● **READING TEXT**:
Leadership doesn’t grow from a steady state but through a continuous analysis over yourself and your organisation: asking yourself and knowing how to ask the correct questions is a fundamental tool to be able to make correct diagnoses of the state of your situation as a manager and encourage those who work with us to build meaningful and shared answers.
Only with this cycle you can achieve and enforce the right positioning of actions, thoughts, plans and finally of personal leadership.
Often in our analyses we have, however, the tendency not to want to raise potentially “uncomfortable” issues or that can alter the balance: it is precisely these types that allow but to “perturb” the situation and move the team and ourselves to a situation of greater performance.
What to analyse then? This time we go through a simple task of dealing with three areas: efficiency, focus and priorities
Being effective leveraging differences
First of all, let’s ask ourselves how we can work more effectively knowing that in any case we start from a situation of inhomogeneity on a personal level.
Each of the team members, including managers, is the result of their own professional history that has defined different aspects and skills. This “functional diversity”, if properly valued, is also what makes the team highly efficient, like in a dance, every movement of every participant must be calibrated to avoid disharmony. The danger to always keep in mind is that greatly amplifying one component over the others, will shift the balance in an uncontrolled manner. Much different if you consciously decide it and be able to control it.
Focus: eat the elephant spoon by spoon (no elephants were armed for this article)
The second area is related to the ability to focus.
No team or work group is able to tackle all the problems at the same time, it is therefore necessary to make choices to concentrate the available energies. Be aware that fully exploring the range of what can stimulate the different aspects of discussion but can be too large to achieve.

● **WHAT YOU SHOULD DO**:
Continue the leadership article above, starting right after its final sentence.

● **DATA SECTION**:
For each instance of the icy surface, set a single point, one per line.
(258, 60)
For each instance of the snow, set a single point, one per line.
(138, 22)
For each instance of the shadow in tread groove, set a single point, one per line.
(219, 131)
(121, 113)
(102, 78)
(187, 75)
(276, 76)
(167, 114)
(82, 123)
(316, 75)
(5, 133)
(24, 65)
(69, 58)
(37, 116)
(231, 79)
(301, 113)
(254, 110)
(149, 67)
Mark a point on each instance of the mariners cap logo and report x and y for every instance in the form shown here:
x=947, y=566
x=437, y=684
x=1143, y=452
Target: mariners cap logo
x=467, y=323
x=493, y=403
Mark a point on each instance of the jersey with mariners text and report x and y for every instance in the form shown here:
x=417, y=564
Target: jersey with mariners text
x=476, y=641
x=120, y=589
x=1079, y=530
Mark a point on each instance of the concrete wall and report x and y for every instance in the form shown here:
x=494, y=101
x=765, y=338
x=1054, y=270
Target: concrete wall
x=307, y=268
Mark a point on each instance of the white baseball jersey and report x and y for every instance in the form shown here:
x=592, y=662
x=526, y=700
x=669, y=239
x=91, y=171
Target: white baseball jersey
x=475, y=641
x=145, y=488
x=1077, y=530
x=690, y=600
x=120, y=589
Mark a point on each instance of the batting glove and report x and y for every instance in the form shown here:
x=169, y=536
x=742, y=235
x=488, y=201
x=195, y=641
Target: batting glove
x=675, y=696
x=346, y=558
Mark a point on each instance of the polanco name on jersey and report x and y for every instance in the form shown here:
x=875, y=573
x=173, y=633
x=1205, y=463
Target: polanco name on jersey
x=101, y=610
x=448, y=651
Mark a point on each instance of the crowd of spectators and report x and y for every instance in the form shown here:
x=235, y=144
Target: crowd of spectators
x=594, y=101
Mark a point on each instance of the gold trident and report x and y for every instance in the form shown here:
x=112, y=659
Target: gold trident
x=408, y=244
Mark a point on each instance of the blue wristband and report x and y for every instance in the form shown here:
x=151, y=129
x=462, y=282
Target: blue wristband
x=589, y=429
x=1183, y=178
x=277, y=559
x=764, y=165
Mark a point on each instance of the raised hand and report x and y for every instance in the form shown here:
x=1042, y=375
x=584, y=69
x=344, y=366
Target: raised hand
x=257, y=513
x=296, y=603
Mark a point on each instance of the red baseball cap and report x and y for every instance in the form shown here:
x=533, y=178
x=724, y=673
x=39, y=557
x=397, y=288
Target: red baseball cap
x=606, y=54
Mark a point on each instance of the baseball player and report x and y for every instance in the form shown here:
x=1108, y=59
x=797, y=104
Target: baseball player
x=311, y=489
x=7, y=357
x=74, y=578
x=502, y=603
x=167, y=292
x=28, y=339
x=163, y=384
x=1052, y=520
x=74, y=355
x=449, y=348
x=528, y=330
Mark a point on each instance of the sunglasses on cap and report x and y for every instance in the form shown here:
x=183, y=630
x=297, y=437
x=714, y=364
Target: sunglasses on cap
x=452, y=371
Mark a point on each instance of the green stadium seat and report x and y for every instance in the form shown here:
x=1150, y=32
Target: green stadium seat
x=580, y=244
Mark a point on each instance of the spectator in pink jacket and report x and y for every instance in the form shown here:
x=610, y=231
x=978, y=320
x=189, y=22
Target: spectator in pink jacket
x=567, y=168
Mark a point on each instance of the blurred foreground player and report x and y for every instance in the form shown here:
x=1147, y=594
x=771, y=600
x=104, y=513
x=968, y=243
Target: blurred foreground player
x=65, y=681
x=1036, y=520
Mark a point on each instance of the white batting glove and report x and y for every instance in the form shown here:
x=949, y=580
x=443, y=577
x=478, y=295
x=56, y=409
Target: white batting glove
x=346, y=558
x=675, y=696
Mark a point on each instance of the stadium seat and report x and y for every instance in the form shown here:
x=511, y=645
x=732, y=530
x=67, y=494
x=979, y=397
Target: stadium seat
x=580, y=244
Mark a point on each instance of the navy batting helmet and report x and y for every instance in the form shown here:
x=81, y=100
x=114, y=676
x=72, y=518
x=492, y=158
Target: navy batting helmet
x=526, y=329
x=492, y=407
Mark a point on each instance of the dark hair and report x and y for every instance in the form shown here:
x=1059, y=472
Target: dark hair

● **RESPONSE BOX**:
Some of the questions on which it is useful to focus our energies are:
- Where are we directing our attention?
- What do we have to say no to (these could be things that don’t add value, that serve as a distraction rather the ones that are really not important, …)
- Which areas to focus on to raise the bar on ongoing tasks or become more selective?
Once you have the answer, do a sanity check to understand whether those are functional to achieve the results you expect or need to be rebalanced.
Prioritise and move forward
From this clearly follows the third area of examination that relates to priorities: let’s ask ourselves how we can improve the definition and management of the urgency for the tasks in front of us.
Whether you are dealing with daily work, a project or a resource management activity, it is essential to plan what is going on, it becomes more or less urgent or functional to the optimisation of other activities. Improving the definition of priorities can be for some teams an antidote to being overwhelmed and, even for those who are not in this extreme situation, a way to begin to recompose the pressures they suffer. Ask yourself:
- Are particularities in the sequence and urgency levels of your organisation’s tasks?
- How to compensate for the variable and unplanned component of each of the members of your team?
- How does the change modify the rest of priorities?